* Extract provided

This article is mainly divided into five partitions. Section 2 is dedicated to documenting the mathematical foundations of the proposed procedure, whereas Section 3 provides a rigorous account of the simulation-based evaluations of the proposal while mimicking numerous experimental states. Section 4 delineates the applicability of the suggested approach while analyzing drinking water brands’ choice data. Lastly, the main findings are discussed along with some future possible research avenues in Section 5.

2. Methods and Materials

2.1. Preliminaries

Let us consider that full factorial pairwise comparison set up is launched to generate comparative information among $m$ objects by $n$ judges, where pair of stimuli elicits a continuous discriminal process. The latent preference hierarchy between $i\prime th$ object and object $j$ is then thought to follow one dimensional Maxwell distribution over the consistent support in the population, such as

$$f\left(x_i\right)=\sqrt{\frac{2}{\pi }}{x}_i^2\frac{e^{\frac{-x_i^2}{2{\theta }_i^2}}}{{\theta }_i^3},x_i>0, {\theta }_i>0,$$

and

$$f\left(x_j\right)=\sqrt{\frac{2}{\pi }}{x}_j^2\frac{e^{\frac{-x_j^2}{2{\theta }_j^2}}}{{\theta }_j^3},x_j>0, {\theta }_j>0.$$

(1)

Here, ${\theta }_i$ and ${\theta }_j$ are scale parameters of the hallmark structure connecting the probability density of the particle’s kinetic energies to the temperature of the system while taking into account the configurational fluctuations of the system [21]. It is noteworthy that the traditional competency of Maxwell formation in encapsulating the atomic velocity distribution with the assumption of lacking potentials provides natural foundations to model preference stimuli while considering utility as a latent phenomenon. In the case of binary string of choice alternatives, the interest lies in the deduction of preference probabilities as a function of worth parameters dictating the comparative utility precipitation of competing objects. Mathematically, probability of preferring object $i$ over object $j$ that is, $\left(i\to j\right)$, remains quantifiable, such as $p_{i.ij}=P\left(X_i>X_j\right)$. Similarly, $p_{j.ij}=P\left(X_j>X_i\right)$ represents the preference probability of $\left(j\to i\right)$, as a function of estimated worth parameters [22]. Recently, [23] provided the simplified form of preference probabilities such as

$$p_{i.ij}=1+\frac{2}{\pi }\left[\frac{{\theta }_i{\theta }_j\left({\theta }^2{}_i-{\theta }^2{}_j\right)}{{\left({\theta }^2{}_i+{\theta }^2{}_j\right)}^2}-arctan\left(\frac{{\theta }_i}{{\theta }_j}\right)\right]$$

and

$$p_{j.ij}=1+\frac{2}{\pi }\left[\frac{{\theta }_i{\theta }_j\left({\theta }^2{}_j-{\theta }^2{}_i\right)}{{\left({\theta }^2{}_i+{\theta }^2{}_j\right)}^2}+arctan\left(\frac{{\theta }_j}{{\theta }_i}\right)\right]$$

(2)

Data items:
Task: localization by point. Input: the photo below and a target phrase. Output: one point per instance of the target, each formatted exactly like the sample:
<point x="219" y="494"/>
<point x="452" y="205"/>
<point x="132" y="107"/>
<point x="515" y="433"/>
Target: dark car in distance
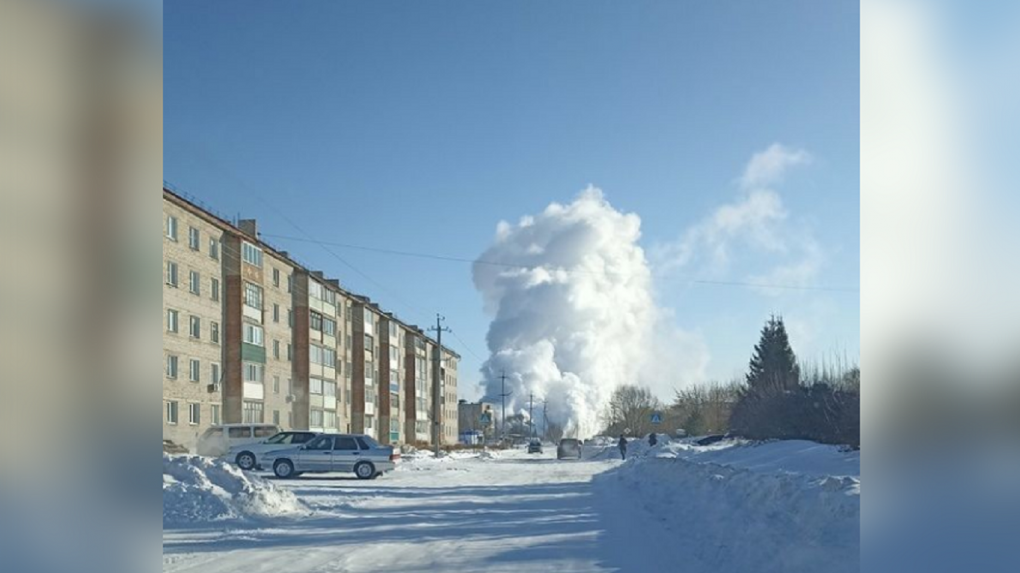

* Task list
1: In the excerpt on Maxwell-based paired comparisons, what distribution is the latent preference hierarchy between two objects thought to follow?
2: Continue the excerpt on Maxwell-based paired comparisons from the point where it stops.

* Answers to the exercise
1: A one-dimensional Maxwell distribution.

2:
2.2. Proposed Model

In preference data, when ties are permitted, selectors are indeed offered three potential responses while confronting the task of choosing $\left(i\to j\right)$, those are “yes”, “no” or “no preference”. Thereby, it is to be noted that in the case of a balanced factorial comparative experiment, the selector responses distinguishing each pair follow trinomial distribution. For notational purposes, the preference probability of $\left(i\to j\right)$ is denoted as $p_{i.ij}$, where $p_{j.ij}$ represents preference for $\left(j\to i\right)$. The probability highlighting the extent of indistinctiveness or indecisiveness while comparing both competing objects is reported as $p_{o.ij}$, that is $\left(i=j\right)$ when no preference is given between the paired items under comparison. The accommodation of ties is proceeded in accordance with [24] proposition ensuring intact utility of [25] choice axiom allowing the occurrence of imperfect choices as follows

$$p_{o.ij}=\tau \sqrt{\left(p_{i.ij}\right)\left(p_{j.ij}\right)}$$

(3)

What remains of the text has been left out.